▶ YOUR INSTRUCTIONS: In the entries below, find the lines that contain the word "dirt" and copy them.
[INFORMATION SUPPLIED Boundary: Start]
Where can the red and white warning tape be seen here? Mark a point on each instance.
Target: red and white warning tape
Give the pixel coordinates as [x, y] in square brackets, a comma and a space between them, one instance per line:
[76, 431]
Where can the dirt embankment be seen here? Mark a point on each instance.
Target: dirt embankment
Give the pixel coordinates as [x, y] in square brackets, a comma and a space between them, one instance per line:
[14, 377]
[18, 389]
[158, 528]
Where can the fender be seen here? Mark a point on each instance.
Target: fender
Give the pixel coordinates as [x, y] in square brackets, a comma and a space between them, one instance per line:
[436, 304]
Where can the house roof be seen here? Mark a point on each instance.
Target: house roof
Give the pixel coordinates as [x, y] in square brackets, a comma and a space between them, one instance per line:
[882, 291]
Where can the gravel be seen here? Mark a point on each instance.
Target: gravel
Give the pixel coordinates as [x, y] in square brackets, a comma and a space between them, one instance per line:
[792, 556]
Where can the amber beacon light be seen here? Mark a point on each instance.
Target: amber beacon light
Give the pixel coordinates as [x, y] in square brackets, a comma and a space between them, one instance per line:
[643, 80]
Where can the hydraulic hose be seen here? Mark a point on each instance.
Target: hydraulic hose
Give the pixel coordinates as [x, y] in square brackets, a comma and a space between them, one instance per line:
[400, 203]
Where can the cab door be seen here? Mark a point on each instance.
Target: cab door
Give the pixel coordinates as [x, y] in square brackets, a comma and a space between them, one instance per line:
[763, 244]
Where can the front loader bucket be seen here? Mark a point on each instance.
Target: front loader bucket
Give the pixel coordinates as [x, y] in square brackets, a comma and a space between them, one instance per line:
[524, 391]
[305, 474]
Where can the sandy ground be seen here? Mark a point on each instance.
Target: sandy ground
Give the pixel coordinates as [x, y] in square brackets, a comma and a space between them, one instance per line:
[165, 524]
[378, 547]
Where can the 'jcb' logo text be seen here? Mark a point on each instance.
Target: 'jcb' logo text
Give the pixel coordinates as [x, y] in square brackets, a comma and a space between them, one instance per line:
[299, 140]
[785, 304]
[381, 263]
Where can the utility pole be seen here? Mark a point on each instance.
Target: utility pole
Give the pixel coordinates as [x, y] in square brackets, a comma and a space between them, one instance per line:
[INFORMATION SUPPLIED Boundary: End]
▶ RESULT OF THIS EXERCISE:
Where can the dirt embankment be seen here? Mark a point on each instance.
Target: dirt embankment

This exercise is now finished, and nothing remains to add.